WHAT TO WORK ON:
Lay out the lines starting at the one that contains "of the granite" and running through the final line below as a JSON list of strings, one string per line, with blank lines omitted. Include both the first and last lines of that stretch.

··· GIVEN RECORDS

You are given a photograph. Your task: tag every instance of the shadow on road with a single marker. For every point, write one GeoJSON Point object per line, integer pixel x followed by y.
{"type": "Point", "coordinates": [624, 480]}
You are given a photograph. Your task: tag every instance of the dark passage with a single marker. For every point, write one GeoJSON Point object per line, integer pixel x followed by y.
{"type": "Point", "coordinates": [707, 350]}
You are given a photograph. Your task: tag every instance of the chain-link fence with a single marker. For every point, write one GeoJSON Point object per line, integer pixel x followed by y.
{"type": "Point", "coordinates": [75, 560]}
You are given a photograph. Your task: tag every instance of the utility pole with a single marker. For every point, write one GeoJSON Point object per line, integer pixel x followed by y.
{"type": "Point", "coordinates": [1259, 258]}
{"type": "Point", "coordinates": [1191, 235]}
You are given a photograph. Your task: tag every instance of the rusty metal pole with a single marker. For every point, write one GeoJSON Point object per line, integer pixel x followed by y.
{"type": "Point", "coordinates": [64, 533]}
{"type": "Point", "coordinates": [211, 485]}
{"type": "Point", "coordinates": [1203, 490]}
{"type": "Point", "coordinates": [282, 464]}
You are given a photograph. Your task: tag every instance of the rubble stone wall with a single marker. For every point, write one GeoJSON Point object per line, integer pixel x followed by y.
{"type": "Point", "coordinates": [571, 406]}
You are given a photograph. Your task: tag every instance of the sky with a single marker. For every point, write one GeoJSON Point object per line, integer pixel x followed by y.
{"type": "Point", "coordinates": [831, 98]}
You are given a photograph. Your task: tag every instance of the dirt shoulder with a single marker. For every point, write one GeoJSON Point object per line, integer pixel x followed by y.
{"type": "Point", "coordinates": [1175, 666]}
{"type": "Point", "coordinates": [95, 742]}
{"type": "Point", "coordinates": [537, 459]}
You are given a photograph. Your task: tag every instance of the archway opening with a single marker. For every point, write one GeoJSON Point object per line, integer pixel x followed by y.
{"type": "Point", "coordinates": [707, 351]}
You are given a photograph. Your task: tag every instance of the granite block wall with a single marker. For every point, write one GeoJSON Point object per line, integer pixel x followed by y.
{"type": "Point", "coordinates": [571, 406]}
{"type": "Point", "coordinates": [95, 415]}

······

RESULT BELOW:
[
  "You are given a photograph. Your task: tag every instance of the granite block wall with a single marker. For every point, write one GeoJSON Point object per line, integer pixel x followed by y.",
  "{\"type\": \"Point\", \"coordinates\": [571, 406]}",
  "{\"type\": \"Point\", \"coordinates\": [95, 415]}"
]